| EXERCISE MATERIALS |
■ ■ ■
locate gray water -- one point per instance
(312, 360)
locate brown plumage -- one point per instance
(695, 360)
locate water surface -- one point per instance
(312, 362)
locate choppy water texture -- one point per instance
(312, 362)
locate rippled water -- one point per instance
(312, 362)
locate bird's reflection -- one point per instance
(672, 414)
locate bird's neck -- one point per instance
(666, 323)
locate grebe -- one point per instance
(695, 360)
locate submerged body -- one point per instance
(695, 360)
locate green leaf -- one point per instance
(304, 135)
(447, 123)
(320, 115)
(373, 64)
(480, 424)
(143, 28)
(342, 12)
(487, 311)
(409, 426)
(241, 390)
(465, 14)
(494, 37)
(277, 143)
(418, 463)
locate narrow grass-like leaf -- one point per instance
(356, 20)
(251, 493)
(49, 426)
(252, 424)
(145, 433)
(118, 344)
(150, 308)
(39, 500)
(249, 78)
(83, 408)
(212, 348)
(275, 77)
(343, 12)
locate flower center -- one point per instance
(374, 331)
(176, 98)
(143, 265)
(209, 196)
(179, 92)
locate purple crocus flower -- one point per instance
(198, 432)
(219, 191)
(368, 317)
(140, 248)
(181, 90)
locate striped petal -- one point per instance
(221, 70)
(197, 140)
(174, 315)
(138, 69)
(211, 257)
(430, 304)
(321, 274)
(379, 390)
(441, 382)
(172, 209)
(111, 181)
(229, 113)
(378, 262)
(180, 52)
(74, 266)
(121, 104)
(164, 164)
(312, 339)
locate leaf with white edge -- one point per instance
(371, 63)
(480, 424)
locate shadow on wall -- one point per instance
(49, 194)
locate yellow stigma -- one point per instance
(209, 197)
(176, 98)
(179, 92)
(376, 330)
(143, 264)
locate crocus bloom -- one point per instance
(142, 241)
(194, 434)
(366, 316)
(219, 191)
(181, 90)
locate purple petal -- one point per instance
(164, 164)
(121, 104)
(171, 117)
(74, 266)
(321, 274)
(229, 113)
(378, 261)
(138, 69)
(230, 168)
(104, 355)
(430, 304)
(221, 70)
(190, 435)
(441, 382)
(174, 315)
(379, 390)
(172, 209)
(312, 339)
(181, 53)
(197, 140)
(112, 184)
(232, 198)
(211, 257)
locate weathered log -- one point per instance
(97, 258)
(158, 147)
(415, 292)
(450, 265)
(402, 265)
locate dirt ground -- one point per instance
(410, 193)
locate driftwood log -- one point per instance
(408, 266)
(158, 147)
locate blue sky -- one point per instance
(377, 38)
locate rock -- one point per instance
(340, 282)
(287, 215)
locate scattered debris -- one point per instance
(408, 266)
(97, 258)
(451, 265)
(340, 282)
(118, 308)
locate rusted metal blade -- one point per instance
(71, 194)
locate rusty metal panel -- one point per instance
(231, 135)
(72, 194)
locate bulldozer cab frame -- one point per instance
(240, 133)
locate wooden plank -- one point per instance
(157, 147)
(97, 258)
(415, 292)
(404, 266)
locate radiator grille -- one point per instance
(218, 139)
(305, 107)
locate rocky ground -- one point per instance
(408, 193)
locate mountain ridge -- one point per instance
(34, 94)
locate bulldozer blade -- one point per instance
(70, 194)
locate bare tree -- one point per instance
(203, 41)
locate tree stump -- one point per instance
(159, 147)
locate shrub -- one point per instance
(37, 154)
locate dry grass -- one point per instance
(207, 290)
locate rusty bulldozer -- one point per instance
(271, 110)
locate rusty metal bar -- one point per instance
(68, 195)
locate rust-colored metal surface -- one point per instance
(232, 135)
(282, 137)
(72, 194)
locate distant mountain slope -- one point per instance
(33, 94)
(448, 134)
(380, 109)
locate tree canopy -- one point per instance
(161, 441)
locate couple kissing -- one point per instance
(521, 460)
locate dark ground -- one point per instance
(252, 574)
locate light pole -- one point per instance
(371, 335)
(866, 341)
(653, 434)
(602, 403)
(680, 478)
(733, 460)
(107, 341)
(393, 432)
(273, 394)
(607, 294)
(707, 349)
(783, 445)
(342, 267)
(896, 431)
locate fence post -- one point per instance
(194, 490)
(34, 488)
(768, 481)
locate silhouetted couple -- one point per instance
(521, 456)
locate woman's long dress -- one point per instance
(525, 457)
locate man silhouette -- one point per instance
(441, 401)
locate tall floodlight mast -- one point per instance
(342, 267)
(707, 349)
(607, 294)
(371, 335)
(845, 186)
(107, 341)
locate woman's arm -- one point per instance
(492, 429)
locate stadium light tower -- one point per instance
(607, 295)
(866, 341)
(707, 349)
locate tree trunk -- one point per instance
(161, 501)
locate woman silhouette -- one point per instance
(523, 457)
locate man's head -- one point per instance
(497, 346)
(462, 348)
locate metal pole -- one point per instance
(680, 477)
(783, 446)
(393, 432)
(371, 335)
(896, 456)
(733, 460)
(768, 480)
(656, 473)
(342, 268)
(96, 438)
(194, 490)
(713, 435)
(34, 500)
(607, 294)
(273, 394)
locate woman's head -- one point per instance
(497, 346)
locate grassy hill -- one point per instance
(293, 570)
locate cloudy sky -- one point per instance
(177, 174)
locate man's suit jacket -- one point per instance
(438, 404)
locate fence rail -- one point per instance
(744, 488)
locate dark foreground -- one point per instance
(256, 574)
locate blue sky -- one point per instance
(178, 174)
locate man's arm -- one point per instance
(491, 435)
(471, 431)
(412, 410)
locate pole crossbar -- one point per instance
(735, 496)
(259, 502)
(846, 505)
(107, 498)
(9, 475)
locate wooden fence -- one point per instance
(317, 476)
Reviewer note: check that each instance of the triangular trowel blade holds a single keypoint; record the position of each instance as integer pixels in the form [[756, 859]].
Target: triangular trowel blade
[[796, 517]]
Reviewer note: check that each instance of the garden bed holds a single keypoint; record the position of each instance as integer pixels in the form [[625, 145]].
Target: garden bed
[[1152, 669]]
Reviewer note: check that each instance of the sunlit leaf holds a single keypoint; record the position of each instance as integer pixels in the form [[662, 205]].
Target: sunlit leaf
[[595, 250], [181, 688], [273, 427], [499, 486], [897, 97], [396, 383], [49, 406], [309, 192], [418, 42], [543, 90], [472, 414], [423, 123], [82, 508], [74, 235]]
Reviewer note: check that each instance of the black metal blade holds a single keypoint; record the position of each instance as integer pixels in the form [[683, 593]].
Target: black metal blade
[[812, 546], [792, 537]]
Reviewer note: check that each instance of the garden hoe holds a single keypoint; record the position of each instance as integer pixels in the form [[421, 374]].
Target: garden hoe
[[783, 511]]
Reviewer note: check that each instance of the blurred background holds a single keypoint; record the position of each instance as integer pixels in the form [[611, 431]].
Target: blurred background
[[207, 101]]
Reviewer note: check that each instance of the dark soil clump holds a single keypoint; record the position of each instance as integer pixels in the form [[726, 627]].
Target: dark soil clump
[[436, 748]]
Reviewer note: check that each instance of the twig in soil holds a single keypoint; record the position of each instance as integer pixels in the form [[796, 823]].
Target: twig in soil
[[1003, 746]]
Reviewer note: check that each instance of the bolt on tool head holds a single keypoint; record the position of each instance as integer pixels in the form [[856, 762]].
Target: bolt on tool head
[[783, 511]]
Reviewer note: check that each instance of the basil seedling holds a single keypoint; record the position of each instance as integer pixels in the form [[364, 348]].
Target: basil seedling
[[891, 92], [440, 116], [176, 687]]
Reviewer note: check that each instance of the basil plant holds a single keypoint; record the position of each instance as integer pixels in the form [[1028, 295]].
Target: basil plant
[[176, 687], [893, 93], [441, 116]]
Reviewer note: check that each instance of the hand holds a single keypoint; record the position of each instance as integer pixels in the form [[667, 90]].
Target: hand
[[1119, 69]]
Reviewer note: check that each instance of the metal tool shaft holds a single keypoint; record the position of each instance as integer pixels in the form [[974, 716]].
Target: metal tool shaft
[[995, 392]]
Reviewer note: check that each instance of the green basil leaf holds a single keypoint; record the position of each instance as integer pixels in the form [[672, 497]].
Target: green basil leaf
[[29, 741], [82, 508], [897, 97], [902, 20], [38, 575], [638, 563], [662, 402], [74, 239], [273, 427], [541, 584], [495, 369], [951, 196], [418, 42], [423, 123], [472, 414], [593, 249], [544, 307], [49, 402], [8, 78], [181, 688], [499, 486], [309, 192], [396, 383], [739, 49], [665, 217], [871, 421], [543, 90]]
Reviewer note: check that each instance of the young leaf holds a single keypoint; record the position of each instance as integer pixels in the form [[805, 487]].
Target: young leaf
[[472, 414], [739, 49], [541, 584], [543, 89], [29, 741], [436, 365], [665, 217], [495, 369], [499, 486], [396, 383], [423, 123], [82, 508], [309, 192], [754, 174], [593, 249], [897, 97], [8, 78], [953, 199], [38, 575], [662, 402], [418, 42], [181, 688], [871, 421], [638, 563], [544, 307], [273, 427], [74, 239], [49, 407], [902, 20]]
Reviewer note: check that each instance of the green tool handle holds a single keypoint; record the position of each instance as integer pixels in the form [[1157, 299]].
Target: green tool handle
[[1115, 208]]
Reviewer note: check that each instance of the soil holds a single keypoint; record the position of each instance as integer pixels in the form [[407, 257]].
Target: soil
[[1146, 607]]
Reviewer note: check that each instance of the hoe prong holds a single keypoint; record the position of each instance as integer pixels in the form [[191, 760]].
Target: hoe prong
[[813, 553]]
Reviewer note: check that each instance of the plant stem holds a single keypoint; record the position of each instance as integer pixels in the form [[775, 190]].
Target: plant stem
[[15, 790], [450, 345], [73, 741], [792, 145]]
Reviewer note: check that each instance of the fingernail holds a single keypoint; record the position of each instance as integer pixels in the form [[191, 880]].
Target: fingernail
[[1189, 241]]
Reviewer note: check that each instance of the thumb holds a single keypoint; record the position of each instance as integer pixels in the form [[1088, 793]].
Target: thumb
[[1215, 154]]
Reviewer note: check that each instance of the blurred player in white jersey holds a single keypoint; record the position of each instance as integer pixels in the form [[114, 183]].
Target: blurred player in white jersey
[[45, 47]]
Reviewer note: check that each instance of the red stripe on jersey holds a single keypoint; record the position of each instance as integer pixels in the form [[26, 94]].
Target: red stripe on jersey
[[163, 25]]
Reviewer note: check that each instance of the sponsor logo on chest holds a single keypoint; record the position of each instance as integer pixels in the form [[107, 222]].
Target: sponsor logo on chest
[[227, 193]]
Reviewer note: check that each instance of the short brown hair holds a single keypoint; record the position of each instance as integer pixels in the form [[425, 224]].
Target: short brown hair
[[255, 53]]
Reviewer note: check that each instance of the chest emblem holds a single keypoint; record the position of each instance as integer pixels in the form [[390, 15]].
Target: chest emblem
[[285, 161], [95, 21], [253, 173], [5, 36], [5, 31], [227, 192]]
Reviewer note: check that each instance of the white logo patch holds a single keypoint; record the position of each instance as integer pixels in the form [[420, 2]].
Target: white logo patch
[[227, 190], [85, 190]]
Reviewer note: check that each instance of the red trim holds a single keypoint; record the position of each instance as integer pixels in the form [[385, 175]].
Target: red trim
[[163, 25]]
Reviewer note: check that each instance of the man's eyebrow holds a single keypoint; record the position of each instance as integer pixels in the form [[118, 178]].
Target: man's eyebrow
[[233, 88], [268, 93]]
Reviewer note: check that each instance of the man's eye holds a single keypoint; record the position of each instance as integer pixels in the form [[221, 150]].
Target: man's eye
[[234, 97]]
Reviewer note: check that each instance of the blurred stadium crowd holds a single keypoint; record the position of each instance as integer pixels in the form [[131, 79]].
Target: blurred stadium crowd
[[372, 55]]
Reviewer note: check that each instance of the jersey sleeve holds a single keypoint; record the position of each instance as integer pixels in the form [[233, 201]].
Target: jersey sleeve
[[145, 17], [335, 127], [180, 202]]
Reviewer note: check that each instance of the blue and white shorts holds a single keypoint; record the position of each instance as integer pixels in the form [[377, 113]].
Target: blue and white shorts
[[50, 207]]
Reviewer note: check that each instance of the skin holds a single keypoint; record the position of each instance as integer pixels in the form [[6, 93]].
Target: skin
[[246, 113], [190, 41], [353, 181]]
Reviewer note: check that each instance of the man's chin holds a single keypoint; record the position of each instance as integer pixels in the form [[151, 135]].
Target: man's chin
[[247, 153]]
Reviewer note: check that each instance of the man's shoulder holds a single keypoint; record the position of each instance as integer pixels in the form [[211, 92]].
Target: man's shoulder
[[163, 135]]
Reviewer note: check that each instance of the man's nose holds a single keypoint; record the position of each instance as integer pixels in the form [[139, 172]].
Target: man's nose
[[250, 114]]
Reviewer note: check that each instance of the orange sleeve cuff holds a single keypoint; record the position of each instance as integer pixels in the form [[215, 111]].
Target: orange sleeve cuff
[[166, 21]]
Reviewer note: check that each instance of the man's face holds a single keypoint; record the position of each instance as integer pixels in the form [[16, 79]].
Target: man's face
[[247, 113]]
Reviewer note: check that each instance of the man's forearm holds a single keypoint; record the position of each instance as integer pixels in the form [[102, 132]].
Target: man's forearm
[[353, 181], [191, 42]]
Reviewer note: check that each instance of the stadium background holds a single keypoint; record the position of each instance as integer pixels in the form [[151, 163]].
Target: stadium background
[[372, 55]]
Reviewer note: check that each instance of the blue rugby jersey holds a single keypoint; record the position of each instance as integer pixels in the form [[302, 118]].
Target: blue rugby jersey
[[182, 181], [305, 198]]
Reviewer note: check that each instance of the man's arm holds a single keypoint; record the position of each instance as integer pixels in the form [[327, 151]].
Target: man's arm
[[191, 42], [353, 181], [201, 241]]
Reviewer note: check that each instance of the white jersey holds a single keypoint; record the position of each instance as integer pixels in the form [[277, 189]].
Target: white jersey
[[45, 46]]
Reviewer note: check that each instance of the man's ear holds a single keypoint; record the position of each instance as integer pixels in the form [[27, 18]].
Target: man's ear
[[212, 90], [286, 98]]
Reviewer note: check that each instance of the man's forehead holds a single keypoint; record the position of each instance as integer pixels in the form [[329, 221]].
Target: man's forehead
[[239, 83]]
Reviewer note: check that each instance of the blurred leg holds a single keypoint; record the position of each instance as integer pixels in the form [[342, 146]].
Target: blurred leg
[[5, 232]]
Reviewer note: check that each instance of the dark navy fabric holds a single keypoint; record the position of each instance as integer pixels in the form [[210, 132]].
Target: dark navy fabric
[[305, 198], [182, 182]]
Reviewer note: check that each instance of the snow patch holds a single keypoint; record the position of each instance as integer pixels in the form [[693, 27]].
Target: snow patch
■ ■ ■
| TASK TO COMPLETE |
Look through the data and gather every line with the string "snow" in it.

| RESULT FOR THIS TASK |
Reviewer note: check that each instance of the snow patch holds a single keypoint; record the position of each instance as integer pixels in the form [[693, 27]].
Target: snow patch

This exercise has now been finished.